▶ Given problem 1: Using the commentary on voting in 2020, decide whether each statement agrees with the text: (a) Reagan appointed three management-friendly NLRB members; (b) under Reagan, NLRB cases favoring employers fell from 75 percent to 33 percent; (c) the current NLRB voted Reagan into the Labor Hall of Fame. For each, answer yes or no and quote the deciding words.
▶ Given problem 2: Update part of the commentary on voting in 2020. Begin at the words that have "COMMENTARY: Looking to", stop after "down somewhat differently.", and replace "polling place" with "voting booth".
▶ Given problem 3: In the commentary on voting in 2020, where did Reagan's economic policies shift the tax burden?

▶ Text passage:
Serving Metropolitan Detroit Since 1944

COMMENTARY: Looking to 2020 - Put Your Vote to WORK!

If you work for a living but are somewhat up in the air about who to vote for in 2020 or for that matter, if you should even bother getting to that crowded polling place, I'd like to ask that you indulge me for a minute.

Because I've got a story to tell you that might help with your decision. A story of working people and politicians who are working against all of us - everyday.

I'd like to go back to 1980, the year that Ronald Reagan was campaigning to the 40th president of the United States. Much of his rhetoric was designed to appeal to labor and the working men and women of this country, promising to protect jobs, to support policies that would create more jobs and put unemployed Americans back to work.

Promises betrayed

The reality of his presidency and his policies came down somewhat differently.

In fact, President Reagan's eight years in office were devastating for labor and the middle class. He was a champion of deregulation, which systematically weakened workplace safety standards and record-keeping. He specifically went after labor by appointing three management-friendly National Labor Relations Board (NLRB) members, causing the NLRB to depart from its legal obligation to actively promote collective bargaining - the constitutional right and underlying principle for the existence of unions. During his presidency, NLRB caseloads were drastically cut and the cases that did go forward went from the recent 33 percent finding in favor of employers to 75 percent favoring employers.

His economic policies shifted the tax burden away from the wealthy and onto the back of middle-class Americans.

So, why am I bringing up this sad history here in the last days of 2019?

Because Ronald Reagan, who turned his back on organized labor and started America's middle-class into a tailspin from which it has never recovered, has recently been voted by this administration's hand-picked NLRB into the Labor Hall of Fame. I think that speaks volumes. Clearly, they have taken a page from the Old Gipper's playbook. And clearly, it should serve as a dire warning of what is to come should we continue with the status quo.

Stacked against us

Today, an NLRB even more conservative than President Reagan's has moved as fast as it could to make it more difficult for unions to organize.

▶ Extracted records:
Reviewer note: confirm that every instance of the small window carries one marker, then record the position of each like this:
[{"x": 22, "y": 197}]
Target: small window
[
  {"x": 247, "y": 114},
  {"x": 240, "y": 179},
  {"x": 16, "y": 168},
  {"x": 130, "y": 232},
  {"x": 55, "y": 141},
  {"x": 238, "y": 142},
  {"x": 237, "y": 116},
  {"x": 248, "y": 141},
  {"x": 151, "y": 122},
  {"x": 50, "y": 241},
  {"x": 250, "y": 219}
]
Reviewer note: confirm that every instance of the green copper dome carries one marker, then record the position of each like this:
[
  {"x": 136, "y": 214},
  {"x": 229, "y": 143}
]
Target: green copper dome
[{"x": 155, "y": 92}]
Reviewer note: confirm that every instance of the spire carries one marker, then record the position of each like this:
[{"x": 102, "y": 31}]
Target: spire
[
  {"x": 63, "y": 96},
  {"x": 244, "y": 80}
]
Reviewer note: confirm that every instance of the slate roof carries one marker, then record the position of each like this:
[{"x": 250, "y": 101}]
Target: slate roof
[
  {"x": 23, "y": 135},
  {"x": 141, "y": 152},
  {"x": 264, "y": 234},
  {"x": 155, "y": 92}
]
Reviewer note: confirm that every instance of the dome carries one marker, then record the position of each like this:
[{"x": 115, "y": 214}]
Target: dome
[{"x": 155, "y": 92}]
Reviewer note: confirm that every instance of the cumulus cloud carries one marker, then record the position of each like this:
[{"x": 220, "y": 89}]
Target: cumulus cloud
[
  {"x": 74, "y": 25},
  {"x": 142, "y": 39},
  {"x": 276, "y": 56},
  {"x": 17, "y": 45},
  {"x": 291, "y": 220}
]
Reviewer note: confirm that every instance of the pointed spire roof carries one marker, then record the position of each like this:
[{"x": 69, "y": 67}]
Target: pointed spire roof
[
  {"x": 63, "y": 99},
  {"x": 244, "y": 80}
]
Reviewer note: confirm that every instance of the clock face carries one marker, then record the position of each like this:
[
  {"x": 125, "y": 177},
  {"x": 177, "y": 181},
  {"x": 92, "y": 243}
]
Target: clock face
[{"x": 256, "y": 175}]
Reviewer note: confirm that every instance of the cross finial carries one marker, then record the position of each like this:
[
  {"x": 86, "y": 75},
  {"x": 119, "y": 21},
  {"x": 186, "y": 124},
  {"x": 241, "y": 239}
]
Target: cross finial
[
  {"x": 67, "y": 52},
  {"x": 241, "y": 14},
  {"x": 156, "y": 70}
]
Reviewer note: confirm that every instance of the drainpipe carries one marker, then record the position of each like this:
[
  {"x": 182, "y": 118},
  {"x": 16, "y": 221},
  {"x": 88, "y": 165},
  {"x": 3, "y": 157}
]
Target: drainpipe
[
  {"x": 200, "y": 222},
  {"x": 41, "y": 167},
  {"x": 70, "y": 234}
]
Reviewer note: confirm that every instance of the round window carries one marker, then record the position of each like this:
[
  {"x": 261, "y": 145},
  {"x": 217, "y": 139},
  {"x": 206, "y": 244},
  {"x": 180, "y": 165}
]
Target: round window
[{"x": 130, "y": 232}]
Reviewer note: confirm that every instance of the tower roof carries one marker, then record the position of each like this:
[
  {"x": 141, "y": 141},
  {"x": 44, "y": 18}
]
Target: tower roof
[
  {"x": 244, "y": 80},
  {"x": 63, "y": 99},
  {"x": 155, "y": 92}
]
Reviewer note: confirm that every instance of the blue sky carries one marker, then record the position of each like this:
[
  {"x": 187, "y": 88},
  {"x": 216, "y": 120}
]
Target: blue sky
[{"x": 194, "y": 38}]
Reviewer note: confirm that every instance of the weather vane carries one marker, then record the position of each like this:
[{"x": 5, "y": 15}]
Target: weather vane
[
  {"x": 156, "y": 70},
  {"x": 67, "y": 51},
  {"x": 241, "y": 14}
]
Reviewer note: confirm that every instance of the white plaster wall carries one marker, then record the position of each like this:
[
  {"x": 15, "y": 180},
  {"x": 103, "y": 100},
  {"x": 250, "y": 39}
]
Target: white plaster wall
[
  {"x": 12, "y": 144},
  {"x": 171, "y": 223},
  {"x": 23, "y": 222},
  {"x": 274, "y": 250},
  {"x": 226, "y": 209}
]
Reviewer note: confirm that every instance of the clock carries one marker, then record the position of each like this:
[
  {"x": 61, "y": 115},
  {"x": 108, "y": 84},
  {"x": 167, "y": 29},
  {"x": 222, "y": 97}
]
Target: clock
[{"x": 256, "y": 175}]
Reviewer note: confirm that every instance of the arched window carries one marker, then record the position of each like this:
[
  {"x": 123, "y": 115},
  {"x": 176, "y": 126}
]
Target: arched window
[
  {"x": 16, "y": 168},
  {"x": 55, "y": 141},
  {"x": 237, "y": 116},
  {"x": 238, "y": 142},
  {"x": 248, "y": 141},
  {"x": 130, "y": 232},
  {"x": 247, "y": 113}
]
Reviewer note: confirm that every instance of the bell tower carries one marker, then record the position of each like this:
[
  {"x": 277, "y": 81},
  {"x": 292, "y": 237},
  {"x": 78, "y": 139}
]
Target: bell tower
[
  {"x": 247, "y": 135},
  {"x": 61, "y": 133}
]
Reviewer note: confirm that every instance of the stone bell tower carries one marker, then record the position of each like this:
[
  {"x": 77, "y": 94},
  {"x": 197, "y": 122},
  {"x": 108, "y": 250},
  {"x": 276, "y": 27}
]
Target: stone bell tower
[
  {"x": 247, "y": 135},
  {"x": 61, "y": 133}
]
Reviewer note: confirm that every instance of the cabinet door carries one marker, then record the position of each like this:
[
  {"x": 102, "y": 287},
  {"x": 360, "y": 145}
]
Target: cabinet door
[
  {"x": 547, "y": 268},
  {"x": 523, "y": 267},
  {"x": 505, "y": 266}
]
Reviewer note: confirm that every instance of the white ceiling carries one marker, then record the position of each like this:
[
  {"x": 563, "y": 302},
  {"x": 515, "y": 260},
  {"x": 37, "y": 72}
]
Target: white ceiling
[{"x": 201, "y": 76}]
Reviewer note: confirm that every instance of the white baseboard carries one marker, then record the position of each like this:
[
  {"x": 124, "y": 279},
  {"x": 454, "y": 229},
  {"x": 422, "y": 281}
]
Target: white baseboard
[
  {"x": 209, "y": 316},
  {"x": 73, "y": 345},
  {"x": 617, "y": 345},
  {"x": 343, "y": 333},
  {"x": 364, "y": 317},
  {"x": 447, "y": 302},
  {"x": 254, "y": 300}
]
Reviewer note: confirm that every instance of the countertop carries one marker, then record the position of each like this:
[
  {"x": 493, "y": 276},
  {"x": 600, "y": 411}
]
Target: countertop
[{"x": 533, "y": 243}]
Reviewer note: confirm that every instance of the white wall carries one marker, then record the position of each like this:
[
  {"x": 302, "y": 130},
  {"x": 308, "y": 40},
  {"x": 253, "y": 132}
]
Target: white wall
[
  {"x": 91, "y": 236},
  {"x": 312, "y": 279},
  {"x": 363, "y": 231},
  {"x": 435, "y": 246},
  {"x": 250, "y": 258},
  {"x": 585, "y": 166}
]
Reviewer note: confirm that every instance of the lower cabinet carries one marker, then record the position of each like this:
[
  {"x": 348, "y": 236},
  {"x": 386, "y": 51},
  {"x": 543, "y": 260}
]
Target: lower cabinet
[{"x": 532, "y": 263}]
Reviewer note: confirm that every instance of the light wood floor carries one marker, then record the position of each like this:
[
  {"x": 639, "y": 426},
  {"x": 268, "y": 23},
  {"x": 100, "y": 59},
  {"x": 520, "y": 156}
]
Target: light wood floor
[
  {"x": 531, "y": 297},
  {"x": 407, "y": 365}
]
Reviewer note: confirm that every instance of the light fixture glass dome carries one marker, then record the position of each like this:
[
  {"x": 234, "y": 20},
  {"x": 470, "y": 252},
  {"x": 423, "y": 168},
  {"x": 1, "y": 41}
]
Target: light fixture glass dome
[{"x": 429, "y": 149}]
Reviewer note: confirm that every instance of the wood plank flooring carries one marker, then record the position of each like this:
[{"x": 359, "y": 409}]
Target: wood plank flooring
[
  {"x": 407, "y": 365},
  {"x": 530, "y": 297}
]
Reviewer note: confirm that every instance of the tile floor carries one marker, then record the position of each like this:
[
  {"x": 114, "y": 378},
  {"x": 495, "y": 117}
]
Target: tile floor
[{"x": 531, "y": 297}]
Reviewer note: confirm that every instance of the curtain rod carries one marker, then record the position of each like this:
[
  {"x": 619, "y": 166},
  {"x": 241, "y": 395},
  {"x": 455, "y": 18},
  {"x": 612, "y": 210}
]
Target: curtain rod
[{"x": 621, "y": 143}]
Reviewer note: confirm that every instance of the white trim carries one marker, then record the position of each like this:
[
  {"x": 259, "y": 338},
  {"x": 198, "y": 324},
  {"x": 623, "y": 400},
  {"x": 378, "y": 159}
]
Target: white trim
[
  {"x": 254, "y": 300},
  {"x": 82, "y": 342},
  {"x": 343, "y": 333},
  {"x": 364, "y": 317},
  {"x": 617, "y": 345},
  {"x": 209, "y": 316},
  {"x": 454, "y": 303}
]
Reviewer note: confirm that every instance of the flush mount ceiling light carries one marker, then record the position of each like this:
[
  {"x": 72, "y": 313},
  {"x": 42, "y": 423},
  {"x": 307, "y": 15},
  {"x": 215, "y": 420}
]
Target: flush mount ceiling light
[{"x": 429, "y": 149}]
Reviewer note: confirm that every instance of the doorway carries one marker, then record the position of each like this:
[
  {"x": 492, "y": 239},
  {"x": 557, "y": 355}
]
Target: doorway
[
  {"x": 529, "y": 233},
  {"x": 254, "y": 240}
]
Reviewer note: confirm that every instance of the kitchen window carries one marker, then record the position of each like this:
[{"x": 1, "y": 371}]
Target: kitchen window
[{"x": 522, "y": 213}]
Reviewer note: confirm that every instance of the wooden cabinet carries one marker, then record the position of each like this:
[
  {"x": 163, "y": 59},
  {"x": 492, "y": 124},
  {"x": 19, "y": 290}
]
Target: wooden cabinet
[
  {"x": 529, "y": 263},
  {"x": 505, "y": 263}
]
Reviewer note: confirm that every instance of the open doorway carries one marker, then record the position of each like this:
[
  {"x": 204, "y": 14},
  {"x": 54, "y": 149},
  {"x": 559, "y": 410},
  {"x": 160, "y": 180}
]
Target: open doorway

▶ Written response 1:
(a) Yes: "appointing three management-friendly National Labor Relations Board (NLRB) members"
(b) No: "went from the recent 33 percent finding in favor of employers to 75 percent favoring employers"
(c) Yes: "has recently been voted by this administration's hand-picked NLRB into the Labor Hall of Fame"

▶ Written response 2:
COMMENTARY: Looking to 2020 - Put Your Vote to WORK!

If you work for a living but are somewhat up in the air about who to vote for in 2020 or for that matter, if you should even bother getting to that crowded voting booth, I'd like to ask that you indulge me for a minute.

Because I've got a story to tell you that might help with your decision. A story of working people and politicians who are working against all of us - everyday.

I'd like to go back to 1980, the year that Ronald Reagan was campaigning to the 40th president of the United States. Much of his rhetoric was designed to appeal to labor and the working men and women of this country, promising to protect jobs, to support policies that would create more jobs and put unemployed Americans back to work.

Promises betrayed

The reality of his presidency and his policies came down somewhat differently.

▶ Written response 3: Away from the wealthy and onto middle-class Americans.